▶ _Problem statement_
Copy every line of the listing below, leaving each character unchanged.
>> begin Data listing
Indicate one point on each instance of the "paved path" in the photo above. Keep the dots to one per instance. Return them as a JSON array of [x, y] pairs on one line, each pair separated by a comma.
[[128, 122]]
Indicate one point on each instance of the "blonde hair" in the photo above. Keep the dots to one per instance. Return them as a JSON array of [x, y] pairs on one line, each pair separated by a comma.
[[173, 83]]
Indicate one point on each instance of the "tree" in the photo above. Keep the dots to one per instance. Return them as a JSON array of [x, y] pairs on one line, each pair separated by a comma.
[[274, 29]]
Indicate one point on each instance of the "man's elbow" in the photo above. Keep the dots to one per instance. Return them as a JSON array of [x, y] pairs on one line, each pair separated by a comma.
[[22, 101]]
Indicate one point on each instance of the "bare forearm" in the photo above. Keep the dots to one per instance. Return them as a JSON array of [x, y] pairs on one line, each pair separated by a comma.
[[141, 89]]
>> end Data listing
▶ _Right answer_
Indicate one point on each instance of the "paved path" in the photo above. Keep the dots to one per instance. Return them as a JSON array of [x, y] pairs on one line, each pair separated by a comma.
[[128, 122]]
Indicate one point on each instance of the "blonde hair" in the photo above. Keep the dots to one per instance. Return them as a JSON array of [x, y] pairs on one line, each pair separated by a comma.
[[173, 83]]
Indicate one point on each instance of the "tree" in the photo above. Keep the dots to one per instance. Return them as a JSON array of [x, y] pairs on one line, each pair separated by a comma.
[[274, 29]]
Indicate one point on each instance of the "man's elbow" in the photo above. Keep the dots to one per instance. Return them as a JSON array of [x, y] pairs on one line, each pair separated by a comma.
[[22, 101]]
Indicate one point on each instance of the "bare forearm" in the photo above. Keep the dots to one per instance. Return them as a JSON array of [x, y] pairs on one line, each pair separated by a comma.
[[141, 89]]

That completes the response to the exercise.